## [Written request]
Copy out the listing below word for word, every line included.

----

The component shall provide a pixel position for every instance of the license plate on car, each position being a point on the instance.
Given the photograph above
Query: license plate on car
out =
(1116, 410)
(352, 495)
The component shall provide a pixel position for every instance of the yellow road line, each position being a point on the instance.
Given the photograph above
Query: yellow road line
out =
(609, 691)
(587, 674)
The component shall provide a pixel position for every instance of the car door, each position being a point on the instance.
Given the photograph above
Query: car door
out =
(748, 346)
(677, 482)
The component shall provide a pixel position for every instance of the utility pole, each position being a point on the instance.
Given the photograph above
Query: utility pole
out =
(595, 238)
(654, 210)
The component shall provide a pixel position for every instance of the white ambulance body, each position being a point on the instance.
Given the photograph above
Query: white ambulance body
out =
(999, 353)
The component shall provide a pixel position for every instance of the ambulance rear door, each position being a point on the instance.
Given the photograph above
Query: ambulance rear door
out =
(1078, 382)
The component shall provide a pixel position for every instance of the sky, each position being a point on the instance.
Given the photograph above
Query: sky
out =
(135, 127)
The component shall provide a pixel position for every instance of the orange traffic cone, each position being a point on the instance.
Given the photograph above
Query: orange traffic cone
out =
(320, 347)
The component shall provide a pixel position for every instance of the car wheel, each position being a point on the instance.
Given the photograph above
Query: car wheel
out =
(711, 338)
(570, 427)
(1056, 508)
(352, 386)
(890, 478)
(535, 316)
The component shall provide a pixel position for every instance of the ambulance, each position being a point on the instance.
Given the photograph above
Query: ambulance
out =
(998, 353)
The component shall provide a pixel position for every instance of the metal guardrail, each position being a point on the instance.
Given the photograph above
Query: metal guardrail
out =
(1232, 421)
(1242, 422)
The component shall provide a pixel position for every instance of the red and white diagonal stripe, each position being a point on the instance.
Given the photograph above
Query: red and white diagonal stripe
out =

----

## [Exercise response]
The component shall provide a pixel position for every instance of the license plate on car, each position being a point on the instance.
Given the photograph above
Query: license plate on car
out =
(1116, 410)
(352, 495)
The component shall provide a pixel position for every instance of the yellow road line, each position being a point on the instance.
Given the photograph above
Query: yellow road line
out =
(609, 691)
(587, 674)
The component shall provide a pixel position for every instance of the car door, each position being a point on the instance.
Given the photograph above
Query: car door
out =
(748, 346)
(677, 482)
The component shall provide a pixel position for every instance of the utility pole, each position being a point on the instance.
Given the photograph above
Query: utility pole
out =
(595, 238)
(654, 210)
The component shall provide a pixel position for every instance of the white ambulance body, each position being a point on the instance.
Given the photograph above
Query: white ambulance body
out =
(999, 353)
The component shall provide a pixel position for every instance of the ambulance rear door, each position being a point on the instance.
Given the photograph above
Query: ambulance rear door
out =
(1078, 382)
The component shall provide a pixel position for every instance of the sky, each position being a point on the instance.
Given the photograph above
Query: sky
out =
(135, 127)
The component shall provide a pixel position for every instance of the orange traffic cone, each position being a point on the instance.
Given the photograph above
Query: orange traffic cone
out =
(320, 347)
The component shall provide a pixel position for every instance of the car wheel, each position being a point on the instance.
Given the photograph above
Query: car wheel
out =
(711, 338)
(570, 427)
(1056, 508)
(352, 386)
(890, 478)
(535, 316)
The component shall provide a pixel position for every instance of the ambulance, each position being a point on the instance.
Given the photograph above
Query: ambulance
out =
(998, 353)
The component shall provide a pixel position for every instance of the metal guardrail, each position being a point on the instance.
Given the photograph above
Query: metal guardrail
out =
(1232, 421)
(1242, 422)
The component shall provide a pixel position for every instance of the red and white diagonal stripe, each position being a point on the instance.
Given the photograph above
Query: red and white diagonal stripe
out =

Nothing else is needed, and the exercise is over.